Please swap "shrub" for "bush" in the stretch from the start of the lines through the line containing "(695, 1187)", leaving everything else unchanged. Give back only that stretch.
☆ ☆ ☆ ☆ ☆ ☆ ☆
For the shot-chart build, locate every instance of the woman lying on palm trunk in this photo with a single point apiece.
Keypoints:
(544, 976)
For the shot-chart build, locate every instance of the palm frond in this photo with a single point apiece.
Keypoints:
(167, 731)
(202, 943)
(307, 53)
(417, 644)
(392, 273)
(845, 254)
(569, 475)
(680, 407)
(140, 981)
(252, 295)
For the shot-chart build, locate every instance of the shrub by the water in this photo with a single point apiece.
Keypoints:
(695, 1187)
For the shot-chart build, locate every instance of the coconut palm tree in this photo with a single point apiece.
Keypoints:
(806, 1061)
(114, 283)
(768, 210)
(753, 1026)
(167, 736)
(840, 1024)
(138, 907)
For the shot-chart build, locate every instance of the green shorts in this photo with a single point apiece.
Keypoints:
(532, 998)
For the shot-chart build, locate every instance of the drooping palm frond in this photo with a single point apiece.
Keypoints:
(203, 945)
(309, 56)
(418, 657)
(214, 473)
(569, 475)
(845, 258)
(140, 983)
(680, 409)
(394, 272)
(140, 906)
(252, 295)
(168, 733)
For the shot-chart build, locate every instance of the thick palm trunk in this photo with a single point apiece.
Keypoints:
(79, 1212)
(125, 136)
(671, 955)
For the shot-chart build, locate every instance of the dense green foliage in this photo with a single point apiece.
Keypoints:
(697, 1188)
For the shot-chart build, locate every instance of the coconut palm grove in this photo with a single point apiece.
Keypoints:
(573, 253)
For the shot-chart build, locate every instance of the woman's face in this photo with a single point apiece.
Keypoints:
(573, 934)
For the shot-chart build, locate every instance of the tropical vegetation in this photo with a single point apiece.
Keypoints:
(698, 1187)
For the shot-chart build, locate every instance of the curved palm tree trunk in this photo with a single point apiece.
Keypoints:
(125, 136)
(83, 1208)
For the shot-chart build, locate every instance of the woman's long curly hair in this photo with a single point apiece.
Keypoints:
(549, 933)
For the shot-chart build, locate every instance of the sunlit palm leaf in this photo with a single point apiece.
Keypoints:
☆ ☆ ☆ ☆ ☆ ☆ ☆
▸ ANSWER TO THE EXERCISE
For the shot-chart build, locate every instance of the woman lying on palm trunk in this photo with a single point apiece.
Keypoints:
(544, 976)
For the shot-chart build, locate every instance of the palm frond in this photo with a single point apiece.
Keypoints:
(167, 731)
(202, 943)
(307, 53)
(417, 644)
(392, 273)
(845, 254)
(569, 475)
(680, 407)
(140, 981)
(252, 295)
For the shot-chart build, locate every instance of the bush by the water in this photo with a single point apiece.
Keypoints:
(695, 1187)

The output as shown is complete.